* [The problem]
In the passage on zebrafish drug discovery, why was DMH1 identified as a selective inhibitor of bone morphogenetic protein signaling? Explain in one to three sentences.

* [Provided passage]
------------------------------
Western University of Health Sciences, USA
"Jijun Hao obtained his PhD degree in biochemistry and molecular biology from University of Leeds (UK) in 2003, which was followed by postdoctoral training in the fields of chemical genetic and stem cell biology at Vanderbilt University Medical Center. In 2010, he was appointed as a Research Assistant Professor at the Division of Cardiovascular Medicine in Vanderbilt University. Currently He is an Assistant Professor at Western University of Health Sciences. He has published 13 peer-reviewed articles and three book chapters, and filed three patents."
"The traditional “target-based” drug discovery approach involves in vitro biochemical and cell-based assays followed by in vivo animal tests before ultimately trials in humans. Typically more than 99% of drug leads identified in the early in vitro screening fail in the later in vivo studies and clinical trials. As result, developing a new drug typically takes 15 years and costs 1.2 billion US dollars before it reaches the market. The challenge for traditional "target-based" drug discovery could be overcome by zebra fish "phenotype-based"approach. Based on the hypothesis that a small molecule that selectively targets a signaling pathway involved in embryonic patterning should phenocopy genetic mutations in that pathway, we discovered several highly selective small molecule modulators of signaling pathways in the zebra fish phenotype-based screening recently. For instance, we have developed exclusively selective inhibitor of bone morphogenetic protein signaling, DMH1, based on the fact that fish embryos treated with DMH1 would pheno-copy dorsalized morphology seen in BMP signaling mutant fish. In addition, we have discovered a highly specific VEGF receptor 2 inhibitor (DMH4), Wnt/β-catenin inhibitor (Windorphen) and a new group of Hedgehog pathway inhibitor (Eggmanones). Our research demonstrates that zebra fish phenotype-based approach is an efficient way for drug development."
------------------------------
* [Dataset]
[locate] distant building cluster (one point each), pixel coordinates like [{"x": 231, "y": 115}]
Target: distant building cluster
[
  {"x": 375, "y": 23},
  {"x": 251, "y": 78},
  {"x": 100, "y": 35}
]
------------------------------
* [Reply]
Fish embryos treated with DMH1 showed the same dorsalized morphology seen in BMP signaling mutant fish. This fits the screen's hypothesis that a small molecule selectively targeting a signaling pathway involved in embryonic patterning should phenocopy genetic mutations in that pathway.